_Required action_
Each line below with the word "paver" needs to be copied.

(Data items)

════

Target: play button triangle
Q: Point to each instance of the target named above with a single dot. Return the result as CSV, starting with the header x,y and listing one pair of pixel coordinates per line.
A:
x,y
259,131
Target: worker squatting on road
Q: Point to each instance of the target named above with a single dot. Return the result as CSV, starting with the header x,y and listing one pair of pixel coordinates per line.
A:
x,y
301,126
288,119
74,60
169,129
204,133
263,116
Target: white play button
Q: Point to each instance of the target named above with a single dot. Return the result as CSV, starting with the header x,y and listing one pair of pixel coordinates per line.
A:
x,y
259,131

════

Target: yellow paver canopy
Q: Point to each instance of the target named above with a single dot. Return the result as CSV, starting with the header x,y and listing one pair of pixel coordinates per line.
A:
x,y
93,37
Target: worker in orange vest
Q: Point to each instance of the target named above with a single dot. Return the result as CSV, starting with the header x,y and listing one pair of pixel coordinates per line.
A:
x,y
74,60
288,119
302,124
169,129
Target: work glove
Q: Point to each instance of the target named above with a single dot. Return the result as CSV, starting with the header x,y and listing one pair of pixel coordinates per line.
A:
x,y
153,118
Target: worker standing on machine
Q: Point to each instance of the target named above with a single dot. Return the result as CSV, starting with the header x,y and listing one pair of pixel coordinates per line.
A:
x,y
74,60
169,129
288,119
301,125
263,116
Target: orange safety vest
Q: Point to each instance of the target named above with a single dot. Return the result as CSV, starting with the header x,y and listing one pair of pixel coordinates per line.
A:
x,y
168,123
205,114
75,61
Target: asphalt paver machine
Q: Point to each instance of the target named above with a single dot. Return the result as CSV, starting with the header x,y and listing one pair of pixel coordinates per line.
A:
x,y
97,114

════

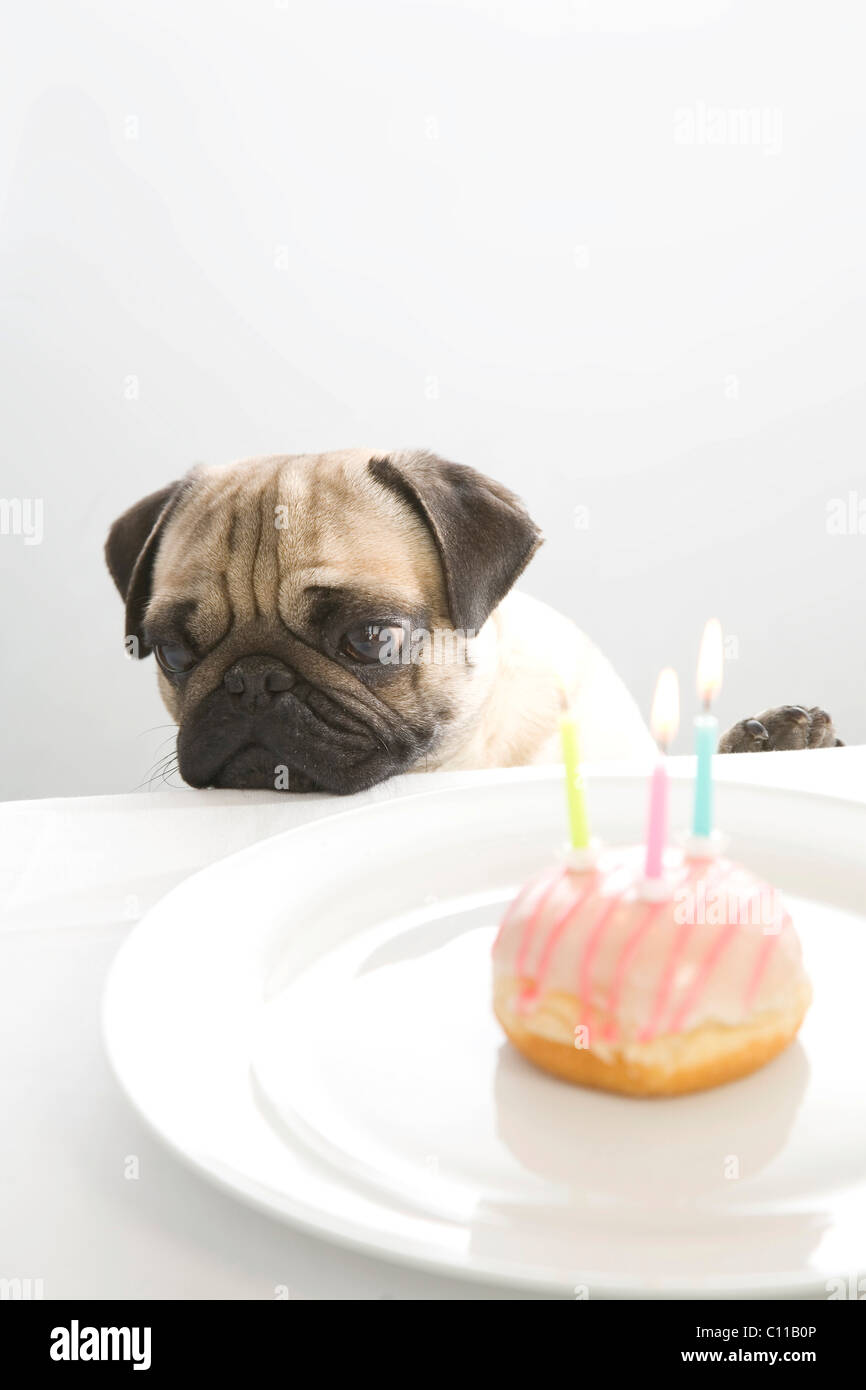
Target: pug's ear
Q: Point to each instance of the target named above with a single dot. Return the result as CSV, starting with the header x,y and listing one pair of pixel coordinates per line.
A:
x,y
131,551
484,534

════

_Result for this task_
Target: yellow paver canopy
Target: asphalt paver machine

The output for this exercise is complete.